> **TEXTO SELECIONADO**
=======

As pesquisas científicas do Dr. Romano o levaram a constatar, além
de tudo, que “90% das ONGs são totalitárias”. Como o mediador William
Waack prometeu publicar a fala original do Dr. Romano no site do
Instituto Millenium, o mundo aguarda ansioso as fontes empíricas de tão
bombástica revelação.
No fim de tudo, na última palestra, o deputado Antonio Pallocci
veio confraternizar com aqueles que malharam sem dó seu partido e o
governo que integrou até há poucos anos. Para agradar, também criticou
o PNDH, no que foi cumprimentado ao final.
Tendências não democráticas
O Fórum do Instituto Millenium, apesar de seu tom folclórico, não é
engraçado. Embora seja um direito democrático a organização de toda e
qualquer facção política, é forçoso reconhecer que estas nada têm de
democráticas ou plurais. Buscam se articular justamente para evitar
reformas democratizantes no país e no setor de comunicação. Um ponto
positivo é dado pela seguinte constatação: os monopólios de mídia se
desgastaram com o boicote à Confecom. O tema da democratização da
comunicação entrou na agenda nacional com força. O seminário é uma
gritaria da direita. Sem problemas. O duro é buscarem afirmar seus
interesses contra a vontade e as necessidades da maioria da população.

=======

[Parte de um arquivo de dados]

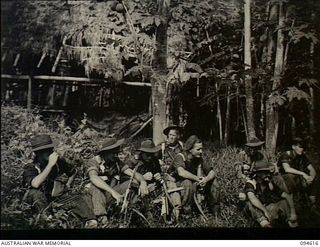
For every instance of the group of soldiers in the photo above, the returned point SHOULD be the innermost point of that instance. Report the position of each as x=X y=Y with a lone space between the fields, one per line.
x=274 y=191
x=117 y=178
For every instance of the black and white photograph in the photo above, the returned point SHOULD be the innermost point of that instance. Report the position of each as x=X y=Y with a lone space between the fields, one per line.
x=160 y=115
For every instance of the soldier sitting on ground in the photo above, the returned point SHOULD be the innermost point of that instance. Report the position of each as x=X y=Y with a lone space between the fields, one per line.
x=252 y=154
x=152 y=171
x=45 y=181
x=108 y=178
x=298 y=172
x=267 y=202
x=188 y=168
x=171 y=147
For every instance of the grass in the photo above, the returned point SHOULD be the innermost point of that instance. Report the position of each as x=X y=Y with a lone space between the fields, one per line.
x=18 y=126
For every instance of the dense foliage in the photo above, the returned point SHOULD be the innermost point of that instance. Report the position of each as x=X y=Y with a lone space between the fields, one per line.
x=19 y=126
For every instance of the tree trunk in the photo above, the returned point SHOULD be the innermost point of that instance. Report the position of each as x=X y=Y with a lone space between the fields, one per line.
x=271 y=41
x=160 y=74
x=219 y=118
x=247 y=66
x=272 y=115
x=226 y=130
x=312 y=129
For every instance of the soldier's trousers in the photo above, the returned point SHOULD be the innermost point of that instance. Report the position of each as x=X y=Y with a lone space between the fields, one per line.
x=78 y=204
x=277 y=210
x=296 y=183
x=211 y=192
x=101 y=200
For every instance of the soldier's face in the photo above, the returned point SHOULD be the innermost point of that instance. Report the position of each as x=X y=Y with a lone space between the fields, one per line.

=======

> **INSTRUÇÕES**
[a] No texto sobre o Fórum do Instituto Millenium, reescreva o trecho que começa nas palavras contendo "As pesquisas científicas" e termina em "cumprimentado ao final.", trocando "deputado" por "parlamentar".
[b] Traduza para o inglês esta frase do texto sobre o Fórum do Instituto Millenium: "O tema da democratização da comunicação entrou na agenda nacional com força."
[c] Escreva a continuação do texto sobre o Fórum do Instituto Millenium, começando logo após a última frase.

> **RESULTADOS FINAIS**
[a]
As pesquisas científicas do Dr. Romano o levaram a constatar, além
de tudo, que “90% das ONGs são totalitárias”. Como o mediador William
Waack prometeu publicar a fala original do Dr. Romano no site do
Instituto Millenium, o mundo aguarda ansioso as fontes empíricas de tão
bombástica revelação.
No fim de tudo, na última palestra, o parlamentar Antonio Pallocci
veio confraternizar com aqueles que malharam sem dó seu partido e o
governo que integrou até há poucos anos. Para agradar, também criticou
o PNDH, no que foi cumprimentado ao final.

[b] The issue of democratizing communication has entered the national agenda with force.

[c]
Agradecimento
Este obscuro jornalista agradece sinceramente ao Dr. Roberto Romano pela menção ao texto “Instituto Millenium: toda a democracia que o dinheiro pode comprar!”,
feita no calor de suas vibrantes intervenções. Apesar de ele ter
recomendado às pessoas taparem o nariz para lê-lo, só posso ficar
envaidecido com tão ilustre recomendação.
Gilberto Maringoni, jornalista e cartunista, é doutor em
História pela Universidade de São Paulo (USP) e autor de “A Venezuela
que se inventa – poder, petróleo e intriga nos tempos de Chávez”
(Editora Fundação Perseu Abramo).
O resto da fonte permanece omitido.